— start of Text section —

From the archive, originally posted by: [ spectre ]

http://www.delorean.com/sales.asp
http://www.delorean.com/photojournal.asp
http://www.delorean.com/dmcstore/byod.asp

http://www.delorean.com/preowned.asp
http://bigtexas.com/dmc/gold/

http://www.dmcnews.com/links.html
http://www.dmcflorida.com/

http://en.wikipedia.org/wiki/De_Lorean_DMC-12
http://www.entermyworld.com/history/dmc-company

http://www.latimes.com/business/la-fi-garage28jul28,0,7786124.story?coll=la-home-center

For the DeLorean, it’s back to the present

The iconic gull-winged sports car is once again hot, and there are
plans afoot to place it back in production.
By Martin Zimmerman, Times Staff Writer
July 28, 2007

Danny Botkin’s love affair with the DeLorean got off to an unpromising
start.

It was the early ’80s and a teen-age Botkin was tagging along while
his father shopped for a new car. A Ford dealer had a rear-engined,
gull-winged DeLorean on display, and the flash of stainless steel
automotive skin caught Danny’s eye.

“I was smitten,” Botkin, now 40, recalls. “I said, ‘Hey Dad, let’s get
this.’

“He got a Bronco instead.”

Botkin had to grow up and buy his dream car himself. He drives a
restored DeLorean modeled after the one that served as a time machine
in the 1980s blockbuster “Back to the Future.”

He also manages a repair and refurbishing shop in Garden Grove that’s
affiliated with DeLorean Motor Co. (Texas), a suburban Houston company
that rebuilds DeLoreans and is laying plans to bring the car back into
limited production.

The last DeLorean rolled off the assembly line in Northern Ireland in
1982. But like Duran Duran, the Rubik’s Cube and other Reagan-era
icons, the car retains a following.

— end of Text section —
— start of Data listing —

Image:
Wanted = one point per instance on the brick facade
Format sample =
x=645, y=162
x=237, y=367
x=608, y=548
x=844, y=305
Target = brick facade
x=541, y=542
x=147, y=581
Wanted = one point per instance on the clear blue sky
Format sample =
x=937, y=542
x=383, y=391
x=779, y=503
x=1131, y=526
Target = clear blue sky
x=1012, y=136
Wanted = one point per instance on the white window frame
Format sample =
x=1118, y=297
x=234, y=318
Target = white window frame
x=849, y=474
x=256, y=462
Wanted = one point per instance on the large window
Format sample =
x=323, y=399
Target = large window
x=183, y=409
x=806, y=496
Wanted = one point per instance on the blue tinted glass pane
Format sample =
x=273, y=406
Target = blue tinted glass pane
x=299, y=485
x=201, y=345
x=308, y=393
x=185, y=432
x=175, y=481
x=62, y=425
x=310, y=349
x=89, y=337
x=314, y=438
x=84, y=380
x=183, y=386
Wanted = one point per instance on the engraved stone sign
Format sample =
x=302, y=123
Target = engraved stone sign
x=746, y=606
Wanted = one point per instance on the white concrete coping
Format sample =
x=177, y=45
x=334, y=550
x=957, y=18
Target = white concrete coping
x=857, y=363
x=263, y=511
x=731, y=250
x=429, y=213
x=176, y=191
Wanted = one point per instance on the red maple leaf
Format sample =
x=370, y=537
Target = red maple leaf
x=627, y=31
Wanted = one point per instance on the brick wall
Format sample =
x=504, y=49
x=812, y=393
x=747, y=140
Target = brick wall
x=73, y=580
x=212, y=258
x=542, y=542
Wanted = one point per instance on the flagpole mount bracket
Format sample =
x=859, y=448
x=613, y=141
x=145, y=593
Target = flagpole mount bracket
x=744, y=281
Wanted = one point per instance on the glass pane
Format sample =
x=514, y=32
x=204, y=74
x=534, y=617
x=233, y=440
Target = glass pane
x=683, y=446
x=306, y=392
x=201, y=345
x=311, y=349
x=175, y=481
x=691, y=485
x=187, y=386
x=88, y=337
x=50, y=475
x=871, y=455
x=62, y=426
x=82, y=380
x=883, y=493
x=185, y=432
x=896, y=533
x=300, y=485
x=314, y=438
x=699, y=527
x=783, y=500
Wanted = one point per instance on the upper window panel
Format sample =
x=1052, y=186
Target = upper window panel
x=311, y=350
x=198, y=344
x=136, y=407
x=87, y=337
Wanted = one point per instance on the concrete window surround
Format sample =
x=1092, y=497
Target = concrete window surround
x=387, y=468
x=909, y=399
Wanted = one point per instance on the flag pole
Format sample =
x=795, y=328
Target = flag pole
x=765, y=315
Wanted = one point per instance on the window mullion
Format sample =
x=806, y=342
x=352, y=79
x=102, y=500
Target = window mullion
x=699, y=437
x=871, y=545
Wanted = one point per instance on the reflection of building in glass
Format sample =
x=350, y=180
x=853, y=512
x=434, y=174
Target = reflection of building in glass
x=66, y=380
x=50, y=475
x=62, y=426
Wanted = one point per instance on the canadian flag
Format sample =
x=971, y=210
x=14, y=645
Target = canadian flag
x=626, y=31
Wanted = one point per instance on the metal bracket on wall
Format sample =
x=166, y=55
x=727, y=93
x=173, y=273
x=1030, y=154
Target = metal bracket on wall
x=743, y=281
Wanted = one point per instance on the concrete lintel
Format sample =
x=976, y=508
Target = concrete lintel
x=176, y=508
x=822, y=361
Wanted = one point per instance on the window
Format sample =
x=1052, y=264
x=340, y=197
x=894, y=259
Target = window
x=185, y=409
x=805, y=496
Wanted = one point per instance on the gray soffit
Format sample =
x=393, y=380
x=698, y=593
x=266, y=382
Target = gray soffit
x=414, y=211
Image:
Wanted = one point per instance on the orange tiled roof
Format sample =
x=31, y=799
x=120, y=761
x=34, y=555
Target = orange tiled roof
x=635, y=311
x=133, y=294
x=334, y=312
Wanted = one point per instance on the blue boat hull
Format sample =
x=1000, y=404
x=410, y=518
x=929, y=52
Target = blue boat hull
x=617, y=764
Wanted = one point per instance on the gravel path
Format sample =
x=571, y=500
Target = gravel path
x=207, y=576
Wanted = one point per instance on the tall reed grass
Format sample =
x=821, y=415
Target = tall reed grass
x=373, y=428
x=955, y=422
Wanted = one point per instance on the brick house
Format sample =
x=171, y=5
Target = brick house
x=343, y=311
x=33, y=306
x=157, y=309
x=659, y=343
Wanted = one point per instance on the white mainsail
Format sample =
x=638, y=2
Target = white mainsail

— end of Data listing —

Given exercise A
Echo the part of the DeLorean post starting at "By Martin Zimmerman, Times" and ending at "caught Danny’s eye.", word for word.
Given exercise B
List every web address in the DeLorean post that belongs to the delorean.com site.
Given exercise C
Answer these questions from the DeLorean post:
(i) What vehicle did Botkin's father buy instead of the DeLorean?
(ii) In what city is the repair and refurbishing shop that Botkin manages?
(iii) In what year did the last DeLorean roll off the assembly line?
These records have no connection to the DeLorean post.

Reply A
By Martin Zimmerman, Times Staff Writer
July 28, 2007

Danny Botkin’s love affair with the DeLorean got off to an unpromising
start.

It was the early ’80s and a teen-age Botkin was tagging along while
his father shopped for a new car. A Ford dealer had a rear-engined,
gull-winged DeLorean on display, and the flash of stainless steel
automotive skin caught Danny’s eye.

Reply B
http://www.delorean.com/sales.asp
http://www.delorean.com/photojournal.asp
http://www.delorean.com/dmcstore/byod.asp
http://www.delorean.com/preowned.asp

Reply C
(i) A Bronco.
(ii) Garden Grove.
(iii) 1982.